MATERIAL TO PROCESS Block Start

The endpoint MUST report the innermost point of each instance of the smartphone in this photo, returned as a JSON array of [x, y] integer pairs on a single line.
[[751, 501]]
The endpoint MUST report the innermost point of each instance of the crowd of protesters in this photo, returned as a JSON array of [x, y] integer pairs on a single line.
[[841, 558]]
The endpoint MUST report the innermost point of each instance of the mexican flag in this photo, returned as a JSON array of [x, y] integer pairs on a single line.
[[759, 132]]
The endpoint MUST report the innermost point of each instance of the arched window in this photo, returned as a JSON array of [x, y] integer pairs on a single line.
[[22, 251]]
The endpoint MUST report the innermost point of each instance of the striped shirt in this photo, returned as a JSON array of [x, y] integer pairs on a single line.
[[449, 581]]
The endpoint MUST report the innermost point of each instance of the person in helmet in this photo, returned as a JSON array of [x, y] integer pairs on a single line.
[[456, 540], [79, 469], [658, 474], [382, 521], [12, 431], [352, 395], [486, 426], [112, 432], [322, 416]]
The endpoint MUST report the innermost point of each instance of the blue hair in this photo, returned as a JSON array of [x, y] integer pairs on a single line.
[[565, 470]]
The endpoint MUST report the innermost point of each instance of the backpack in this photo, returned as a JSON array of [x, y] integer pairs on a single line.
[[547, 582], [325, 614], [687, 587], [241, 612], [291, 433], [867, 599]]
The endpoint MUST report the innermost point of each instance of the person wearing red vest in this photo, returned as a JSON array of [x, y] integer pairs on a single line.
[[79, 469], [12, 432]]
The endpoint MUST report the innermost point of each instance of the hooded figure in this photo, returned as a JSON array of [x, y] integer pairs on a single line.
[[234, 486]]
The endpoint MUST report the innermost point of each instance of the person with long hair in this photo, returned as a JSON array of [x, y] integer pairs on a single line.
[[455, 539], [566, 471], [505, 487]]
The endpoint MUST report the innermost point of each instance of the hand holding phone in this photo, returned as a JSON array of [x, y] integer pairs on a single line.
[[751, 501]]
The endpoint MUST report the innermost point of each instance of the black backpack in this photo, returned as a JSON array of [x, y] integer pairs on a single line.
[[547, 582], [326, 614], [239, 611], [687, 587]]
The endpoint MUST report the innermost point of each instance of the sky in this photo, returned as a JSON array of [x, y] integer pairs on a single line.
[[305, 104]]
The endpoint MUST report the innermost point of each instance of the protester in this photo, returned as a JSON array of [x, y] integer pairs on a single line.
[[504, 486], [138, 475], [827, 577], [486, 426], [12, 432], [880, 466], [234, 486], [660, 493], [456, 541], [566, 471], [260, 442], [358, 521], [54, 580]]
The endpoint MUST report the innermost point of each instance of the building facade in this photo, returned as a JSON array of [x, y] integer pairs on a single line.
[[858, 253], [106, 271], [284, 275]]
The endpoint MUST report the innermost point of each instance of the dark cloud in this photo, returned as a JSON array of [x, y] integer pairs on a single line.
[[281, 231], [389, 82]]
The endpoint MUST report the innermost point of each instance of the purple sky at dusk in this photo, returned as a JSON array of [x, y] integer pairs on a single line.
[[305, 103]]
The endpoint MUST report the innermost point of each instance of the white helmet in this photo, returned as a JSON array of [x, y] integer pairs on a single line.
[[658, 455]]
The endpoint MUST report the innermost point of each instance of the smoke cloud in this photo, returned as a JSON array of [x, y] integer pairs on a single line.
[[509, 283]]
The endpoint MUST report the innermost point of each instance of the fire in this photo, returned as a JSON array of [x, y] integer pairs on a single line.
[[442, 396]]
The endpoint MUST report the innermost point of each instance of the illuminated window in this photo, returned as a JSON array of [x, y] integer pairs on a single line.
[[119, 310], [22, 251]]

MATERIAL TO PROCESS Block End

DESCRIPTION OF THE TASK ::
Would you retype the whole listing, exactly as it reads?

RESPONSE BELOW ::
The endpoint MUST report the innermost point of each instance of the smartphone in this photo, returned as a JSON array of [x, y] integer pairs on a single line.
[[751, 501]]
The endpoint MUST report the innermost point of each instance of the crowd of protesters in this photo, returned as a JSON array of [x, y] integer pairs on a single line.
[[841, 558]]
The endpoint MUST report the innermost point of each instance of the mexican flag in this photo, returned as a JSON array of [x, y] integer pairs on a single line.
[[759, 132]]
The endpoint MUST report the innermost point of each instance of the arched window in this photo, returned as a JSON array of [x, y] integer pairs on a single line.
[[22, 251]]
The endpoint MUST report the innermost point of each instance of the striped shirt in this photo, returned as a JSON array of [x, y] integer pairs on a single line.
[[449, 581]]
The endpoint MUST report the innermost point of each instance of the person in helmet in this photo, returned as a JSON array of [x, y] integer pairs on a single line.
[[456, 540], [79, 469], [658, 474], [382, 521], [12, 431], [352, 395], [486, 426], [112, 432], [322, 416]]
The endpoint MUST report the innermost point of each instance of the blue hair in this photo, returned as a JSON array of [x, y] integer pairs on a single line.
[[565, 470]]
The endpoint MUST report the innermost point of each instance of the backpack in this photo, returned as a JSON array of [x, y] integer pairs on a single line.
[[547, 582], [325, 614], [687, 587], [241, 612], [291, 433], [867, 599]]
The endpoint MUST report the innermost point of each instance of the person wearing red vest in this photo, returned as a JSON array of [x, y] integer pairs on a single line.
[[79, 469], [12, 432]]
The endpoint MUST report the innermost point of each instance of the hooded figure in this photo, returned as a JSON array of [x, y] integer pairs on a single line.
[[234, 486]]
The endpoint MUST report the innermost point of each instance of the person with long hair in this photo, returned as a JSON array of [x, y] integer pairs on a single line.
[[455, 539], [566, 471], [505, 487]]
The endpoint MUST report the innermost point of each instance of the hand holding phone in this photo, returned as a JSON array of [x, y] integer pairs on a single line.
[[751, 501]]
The endpoint MUST report the innermost point of each instance of the black backpack in this photo, returned as a JSON array of [x, y] integer pairs on a single line.
[[547, 582], [326, 614], [239, 611], [687, 587]]
The endpoint MUST report the innermost point of each instance of the sky in this photo, returned as a JSON array of [x, y] integer pairs on a single line.
[[305, 104]]
The endpoint MUST report the innermost point of each instance of the protester in this photo, returned as a JSON array of [x, y] integer pairs on a single line.
[[504, 486], [138, 475], [827, 577], [486, 426], [12, 432], [880, 466], [234, 486], [660, 493], [456, 541], [566, 471], [260, 442], [358, 521], [54, 580]]
The endpoint MUST report the innermost point of each instance of the building facade in this photo, returned as a JSON array of [x, y] integer pairs on a single line.
[[858, 253], [106, 271], [284, 275]]
The endpoint MUST report the innermost point of each instance of the dark cloud in this photo, returned as a JSON array of [x, y] integer pairs on a single line.
[[281, 231], [389, 82]]
The endpoint MUST report the innermost point of each instance of the purple sky at dusk in this photo, returned as a JSON array of [x, y] integer pairs on a single line.
[[305, 103]]
The endpoint MUST report the innermost point of each instance of the white helmet in this photo, returned as a JSON array of [x, y] integer pairs on a single line.
[[658, 455]]
The endpoint MUST report the innermost point of each instance of the smoke cloud in this photo, returned as a JSON array of [x, y] integer pairs on a single line.
[[509, 283]]
The endpoint MUST report the innermost point of each instance of the fire in this photo, returned as a JSON array of [x, y] integer pairs on a single line.
[[442, 396]]
The endpoint MUST report the innermost point of each instance of the illuminated window in this photo, returned as a JSON array of [x, y] integer pairs on a single line.
[[119, 310], [22, 251]]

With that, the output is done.